*Texto extraído*:
┄┄┄┄┄┄

Ella era la condesa de Crespo-Rascón y dispensó gran afecto a Clemente, cuando sólo tenía dieciséis años. En él vio una gran inteligencia natural y afición a la lectura, lo que ayudó a mi futuro abuelo a alcanzar un nivel muy superior al que habría logrado en su originario ambiente rural.
En esas circunstancias, con el paso del tiempo, Clemente tomó conciencia de lo precario de sus expectativas en caso de seguir indefinidamente de mozo de la condesa. Y cuando ya estaba para cumplir veintiún años le planteó la cuestión a su señora:
Condesa: he hablado con Lucía que, como ya sabe, es mi novia. Queremos casarnos, y hemos decidido emigrar a Argentina. Allí tengo a mi hermano Santiago, que es un tanto aventurero, pues tras salir vivo de la Guerra de Cuba, emigró a aquel país. Y ahora, acaba de abrir un pequeño hotel en una ciudad-balneario que se llama Mar del Plata. Respetuosamente, Señora, debo decirle que en Salamanca tengo poco futuro... Le he escrito a mi hermano para que me busque algún trabajo por allí, que un día nos permita prosperar a Lucía y a mí, y a los que vengan...
De ese hermano de mi abuelo y de sus hazañas ultramarinas guardo un grato recuerdo, por lo que me sucedió en un viaje que hice a Argentina. Concretamente fue en 1983, con ocasión de una visita a Buenos Aires y Córdoba para alentar a una serie de colegas platenses a asistir al III Congreso Mundial de Economía que había de celebrarse en Madrid, y de cuya organización yo formaba parte. Entre los colegas a visitar estaba Domingo Cavallo, por entonces presidente de la Fundación Mediterránea, en Córdoba, la segunda y más industrial ciudad de la república. Cavallo luego sería ministro de Economía con los presidentes Carlos Menem y Fernando de la Rúa.
El caso es que en el paréntesis de un fin de semana de mis trabajos, volé desde Buenos Aires hasta Mar del Plata, y al llegar al aeropuerto de la ciudad-balneario, le pedí a un taxista:
—Por favor, lléveme al Hotel Tamames...
—Esteee..., recién le cambiaron el nombre, señor, pero descuide, que ya sé dónde se ubica, y para allá vamos sin demora... Es usted español, claro...
Al llegar al hotel aprecié su arquitectura, belle époque, y sus dimensiones armoniosas que producían la más grata sensación. Entré, y el recepcionista, un hombre ya de cierta edad y de rostro amable, después de darme los buenos días, me preguntó:
—¿Cuál es su gracia, señor?
—Mi nombre es Ramón Tamames, y soy sobrino nieto de don Santiago Tamames Martín... fundador de este hotel, del que, ya me han dicho, han cambiado ustedes el nombre hace bien poco...

┄┄┄┄┄┄

*Datos registrados*:
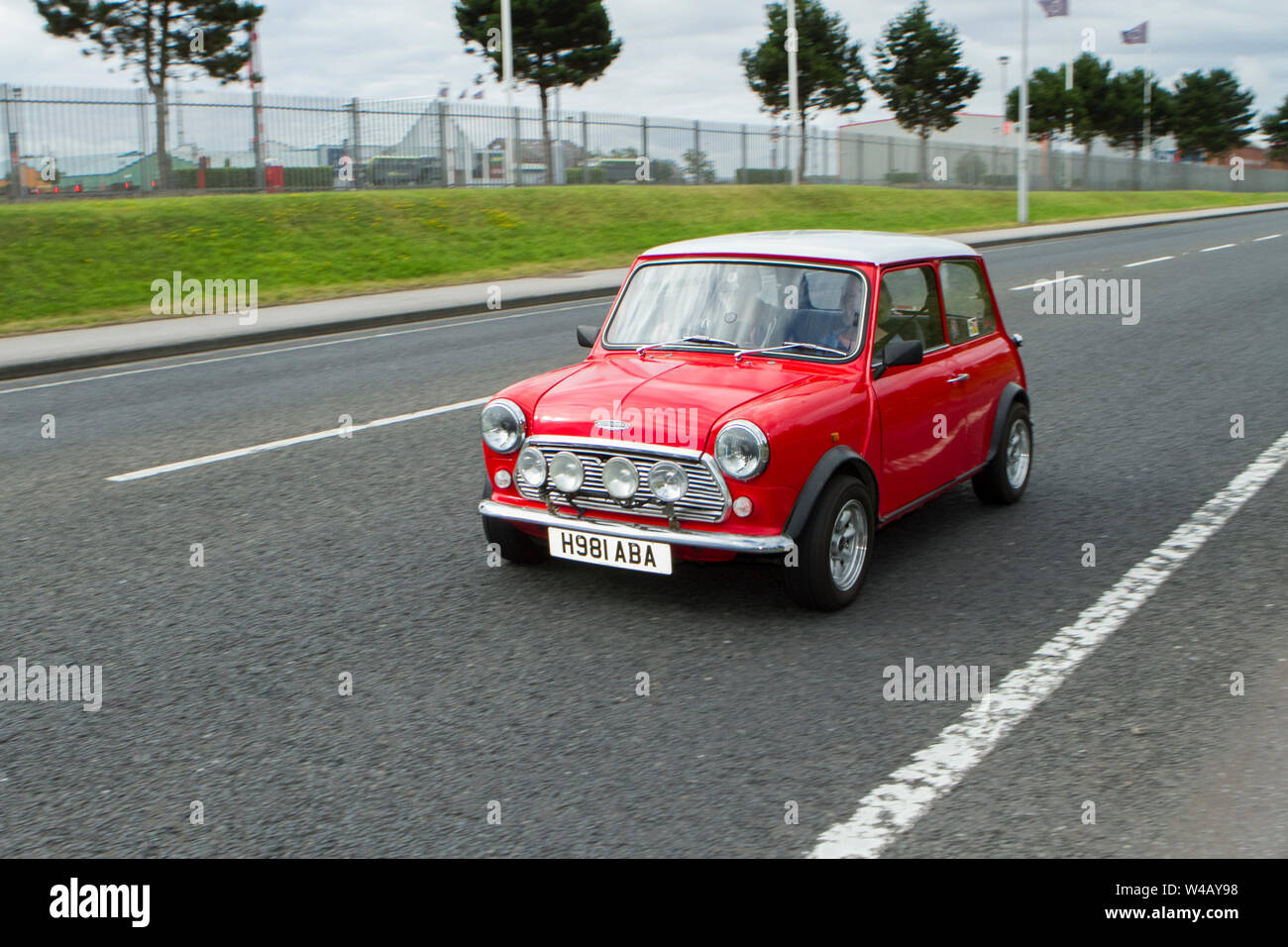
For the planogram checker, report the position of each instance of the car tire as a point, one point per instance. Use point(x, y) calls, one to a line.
point(842, 521)
point(515, 545)
point(1005, 476)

┄┄┄┄┄┄

*Tarea 1*: Según el relato sobre el Hotel Tamames, ¿en qué año se hizo el viaje a Argentina que se cuenta?
*Tarea 2*: Sigue el relato sobre el Hotel Tamames a partir de su última frase.

*Respuesta 1*: En 1983.

*Respuesta 2*:
—Cierto, señor, así es, cabalmente, una semana atrás fue rebautizado... y si me lo permite, mucho gusto en conocer a un familiar de don Santiago, con quien tuve el honor de trabajar al entrar aquí de muy joven... todo un caballero...
—¡Cuánto celebro su buen recuerdo! Yo no llegué a conocerle, pero mi abuelo Clemente, su hermano, no paraba de hablar de él, de sus aventuras en la Guerra de Cuba, y de cómo después se le ocurrió venirse para Argentina...
—¡Qué grande hombre era, señor, y cuánto sentimos que muriera hace ya unos pocos años! El actual dueño también trabajó con él y, no crea... le ha costado cambiar el nombre por otro más comercial... Es la vida, ¿qué quiere que le diga?
Estuve un par de días en el hotel, muy bien atendido, y tuve ocasión de pasear largamente con varios amigos argentinos por la ciudad, que por las fechas de mi visita, temporada baja, se hallaba semidesierta, respirándose una calma beatífica. Comí marisco más que pasable en un restaurante de los baños de mar, instalados sobre pilotes de madera dentro de las aguas costaneras, conectados a tierra por largos pantalanes con pasamanos. La brisa era tonificante, y al final de mi particular vacación, al despedirme de mi ya amigo el recepcionista del hotel y pedirle la cuenta, me dijo:
Es usted invitado de la casa, don Ramón... Recibir a un sobrino nieto del fundador, y sobre todo cuando acabamos de cambiar el nombre del hotel, ha sido para nosotros todo un honor. ¿Querrá firmar en el libro de huéspedes ilustres?
Volviendo a las andanzas vitales de mi abuelo, que dejé en el momento en que daba parte a la condesa de Crespo-Rascón de sus intenciones de emigrar a Argentina, la ilustre dama, acusando en su voz un tono de sorpresa, le preguntó:
—¿Cuándo quieres irte, Clemente... hijo mío?... Pero ¡qué pena...!
—Tan pronto como reciba respuesta de mi hermano Santiago, señora condesa. Ya tengo ahorrado el dinero para los pasajes del vapor, el de Lucía y el mío... Antes nos casaremos, claro...
—¿Y por qué no te haces con otro trabajo, Clemente? También aquí, en España, podrías labrarte una vida mejor... Siempre hay oportunidades, si se buscan...
—No tengo suficiente cultura para nada importante, señora... la escuela la dejé con pocos años, y ahora, ya ve: ni oficio ni beneficio.
—¿Qué necesitarías para quedarte?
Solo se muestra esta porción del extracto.